#  > Geral >  > Análises Técnicas >  >  Antena onmi ubiquiti

## Wesleyrosa

Alguem aqui usa antena onmi ubiquiti 13dbi. Esta antena e boua com rocket m5

----------


## alextaws

Sim, desde que esteja em aérea com pouca interferência

----------


## Wesleyrosa

> Sim, desde que esteja em aérea com pouca interferência


Vc usa com qual radio

----------


## alextaws

Rocket M5

----------


## flaverson

aqui utilizo com bullet 5.8

----------


## Wesleyrosa

> aqui utilizo com bullet 5.8


E nivel de sinal fica bom em media quantos km

----------


## alextaws

Sinal não vai muito longe com bullet, se colocar um M5 vai mais longe, tenho alguns rocket M5 usado aqui que tirei e coloquei prism, se quiser podemos negociar

----------


## Wesleyrosa

> Sinal não vai muito longe com bullet, se colocar um M5 vai mais longe, tenho alguns rocket M5 usado aqui que tirei e coloquei prism, se quiser podemos negociar


Ok em media quantos clientes por radio ?

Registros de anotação
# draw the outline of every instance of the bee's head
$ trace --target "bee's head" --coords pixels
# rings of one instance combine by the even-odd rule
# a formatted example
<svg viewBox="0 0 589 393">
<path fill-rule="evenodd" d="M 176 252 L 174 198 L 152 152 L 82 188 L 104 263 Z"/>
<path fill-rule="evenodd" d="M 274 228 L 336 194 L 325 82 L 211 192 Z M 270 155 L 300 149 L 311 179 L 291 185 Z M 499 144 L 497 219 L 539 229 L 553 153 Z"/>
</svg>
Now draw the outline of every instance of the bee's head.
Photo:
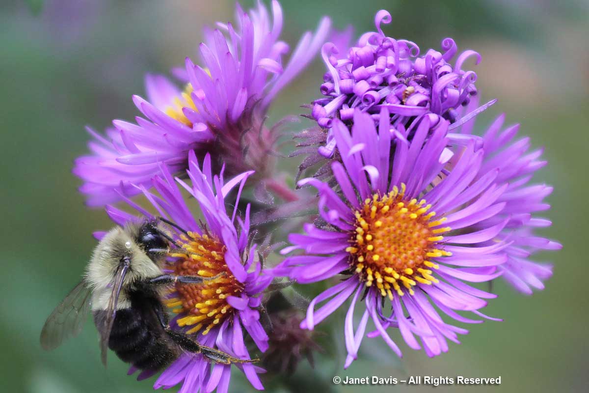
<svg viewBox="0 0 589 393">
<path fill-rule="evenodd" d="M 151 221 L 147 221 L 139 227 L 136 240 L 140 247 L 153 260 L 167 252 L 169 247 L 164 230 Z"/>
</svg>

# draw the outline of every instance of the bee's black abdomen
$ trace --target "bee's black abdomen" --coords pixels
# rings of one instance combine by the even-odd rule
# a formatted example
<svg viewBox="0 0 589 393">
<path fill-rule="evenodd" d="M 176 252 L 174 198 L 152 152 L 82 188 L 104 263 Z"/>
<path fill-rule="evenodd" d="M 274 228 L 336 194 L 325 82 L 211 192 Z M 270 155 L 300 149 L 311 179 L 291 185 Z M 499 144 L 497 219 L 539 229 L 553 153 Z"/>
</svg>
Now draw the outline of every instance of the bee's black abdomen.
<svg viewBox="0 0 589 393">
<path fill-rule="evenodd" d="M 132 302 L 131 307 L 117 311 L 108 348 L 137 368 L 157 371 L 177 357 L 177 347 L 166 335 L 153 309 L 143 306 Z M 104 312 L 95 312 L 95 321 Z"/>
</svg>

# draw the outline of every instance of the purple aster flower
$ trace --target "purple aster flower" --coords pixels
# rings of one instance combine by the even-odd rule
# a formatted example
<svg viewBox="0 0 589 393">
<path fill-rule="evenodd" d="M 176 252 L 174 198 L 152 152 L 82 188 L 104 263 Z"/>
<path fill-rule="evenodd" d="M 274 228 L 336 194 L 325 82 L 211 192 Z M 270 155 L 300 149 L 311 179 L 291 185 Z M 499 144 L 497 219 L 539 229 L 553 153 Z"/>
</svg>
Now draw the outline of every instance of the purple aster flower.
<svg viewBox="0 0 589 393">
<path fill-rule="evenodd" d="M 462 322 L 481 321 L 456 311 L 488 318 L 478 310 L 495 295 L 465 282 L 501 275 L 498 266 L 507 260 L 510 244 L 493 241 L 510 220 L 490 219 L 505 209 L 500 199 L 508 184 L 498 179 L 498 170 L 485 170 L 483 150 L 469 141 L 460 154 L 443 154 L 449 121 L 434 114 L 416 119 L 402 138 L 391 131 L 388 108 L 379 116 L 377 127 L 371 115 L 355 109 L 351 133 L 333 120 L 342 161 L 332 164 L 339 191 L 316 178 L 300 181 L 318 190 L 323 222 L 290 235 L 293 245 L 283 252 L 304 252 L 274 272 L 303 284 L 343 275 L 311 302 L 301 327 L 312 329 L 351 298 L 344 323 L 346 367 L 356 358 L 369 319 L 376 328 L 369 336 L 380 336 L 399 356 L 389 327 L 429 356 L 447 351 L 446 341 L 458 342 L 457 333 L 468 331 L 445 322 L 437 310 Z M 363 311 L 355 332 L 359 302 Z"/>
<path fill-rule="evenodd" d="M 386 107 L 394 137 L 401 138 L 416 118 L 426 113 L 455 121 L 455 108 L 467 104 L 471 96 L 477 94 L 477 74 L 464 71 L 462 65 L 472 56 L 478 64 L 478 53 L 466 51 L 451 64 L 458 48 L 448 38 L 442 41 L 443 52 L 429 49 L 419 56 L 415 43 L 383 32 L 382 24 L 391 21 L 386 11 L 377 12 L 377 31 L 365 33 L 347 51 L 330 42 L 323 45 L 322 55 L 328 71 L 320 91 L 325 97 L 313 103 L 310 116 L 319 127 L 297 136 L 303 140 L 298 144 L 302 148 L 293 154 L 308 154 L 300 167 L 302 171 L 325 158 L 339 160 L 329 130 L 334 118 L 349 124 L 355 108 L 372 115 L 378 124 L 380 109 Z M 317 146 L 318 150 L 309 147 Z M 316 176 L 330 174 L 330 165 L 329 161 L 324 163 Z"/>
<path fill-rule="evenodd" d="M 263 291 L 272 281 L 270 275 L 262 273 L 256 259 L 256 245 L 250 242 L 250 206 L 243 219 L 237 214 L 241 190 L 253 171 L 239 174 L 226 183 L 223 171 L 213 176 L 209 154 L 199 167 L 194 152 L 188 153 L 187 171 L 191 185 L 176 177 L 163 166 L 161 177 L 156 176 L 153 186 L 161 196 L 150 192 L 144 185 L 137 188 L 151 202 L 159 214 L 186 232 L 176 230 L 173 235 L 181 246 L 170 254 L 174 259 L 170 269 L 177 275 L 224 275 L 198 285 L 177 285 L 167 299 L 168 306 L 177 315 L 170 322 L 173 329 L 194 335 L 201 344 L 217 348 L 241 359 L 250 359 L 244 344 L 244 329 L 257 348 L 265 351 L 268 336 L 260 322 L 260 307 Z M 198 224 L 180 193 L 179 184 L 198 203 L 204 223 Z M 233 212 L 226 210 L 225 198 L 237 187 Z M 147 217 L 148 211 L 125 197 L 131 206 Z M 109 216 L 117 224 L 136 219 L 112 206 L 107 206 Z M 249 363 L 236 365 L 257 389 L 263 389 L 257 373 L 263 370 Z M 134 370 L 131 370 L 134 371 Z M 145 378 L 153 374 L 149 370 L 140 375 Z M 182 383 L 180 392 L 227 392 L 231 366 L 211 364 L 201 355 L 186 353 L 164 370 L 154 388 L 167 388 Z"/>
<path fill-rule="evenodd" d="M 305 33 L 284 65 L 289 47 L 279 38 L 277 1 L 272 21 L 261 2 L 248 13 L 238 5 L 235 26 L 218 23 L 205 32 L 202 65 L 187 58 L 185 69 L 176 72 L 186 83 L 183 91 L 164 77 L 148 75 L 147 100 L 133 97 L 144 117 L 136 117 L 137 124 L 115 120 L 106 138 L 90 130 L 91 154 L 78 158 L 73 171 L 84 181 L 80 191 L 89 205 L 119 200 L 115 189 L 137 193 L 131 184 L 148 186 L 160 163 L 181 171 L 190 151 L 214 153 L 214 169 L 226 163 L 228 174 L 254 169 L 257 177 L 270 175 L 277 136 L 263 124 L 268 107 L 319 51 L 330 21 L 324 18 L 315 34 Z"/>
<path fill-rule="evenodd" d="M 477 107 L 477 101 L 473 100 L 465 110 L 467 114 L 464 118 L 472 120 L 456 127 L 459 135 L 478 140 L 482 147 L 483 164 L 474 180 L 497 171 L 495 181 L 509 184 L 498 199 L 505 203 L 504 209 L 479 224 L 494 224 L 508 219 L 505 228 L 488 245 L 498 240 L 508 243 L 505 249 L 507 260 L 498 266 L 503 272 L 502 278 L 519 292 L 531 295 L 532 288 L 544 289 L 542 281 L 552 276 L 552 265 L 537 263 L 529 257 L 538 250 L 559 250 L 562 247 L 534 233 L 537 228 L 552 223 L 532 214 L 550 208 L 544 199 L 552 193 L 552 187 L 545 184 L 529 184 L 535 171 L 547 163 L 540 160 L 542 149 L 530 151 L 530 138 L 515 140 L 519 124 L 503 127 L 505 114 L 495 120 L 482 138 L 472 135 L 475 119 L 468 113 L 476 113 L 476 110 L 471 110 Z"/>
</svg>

### [TAREFAS ESCRITAS]
(a) Responda a estas perguntas sobre o tópico da antena omni da Ubiquiti:
(i) Qual é o ganho em dBi da antena citada na primeira mensagem?
(ii) Com qual rádio flaverson diz usar a antena?
(iii) O que alextaws colocou no lugar dos Rocket M5 que tirou?
(b) Escreva a continuação do tópico sobre a antena omni da Ubiquiti a partir da última mensagem.

### [RESPOSTAS ESCRITAS]
(a)
(i) 13 dBi.
(ii) Com um bullet 5.8.
(iii) Prism.

(b)
----------


## Pauloneto

> Alguem aqui usa antena onmi ubiquiti 13dbi. Esta antena e boua com rocket m5


Amigo eu usava uma omni Oiw 5.8 de 12dbi com um Bullet, ping perfeito e sinal bom mesmo em 6km usando airgrid de 27dbi. Troquei esse conjunto pela Omni UBNT de 13dbi com Rocket, resultado: sinal caiu pra todos clientes em pelo menos -10dbm, o cliente de 6km ficou com sinal e datarate horrível, CCQ e sinal dos clientes caiu muito. Eu não recomendo!!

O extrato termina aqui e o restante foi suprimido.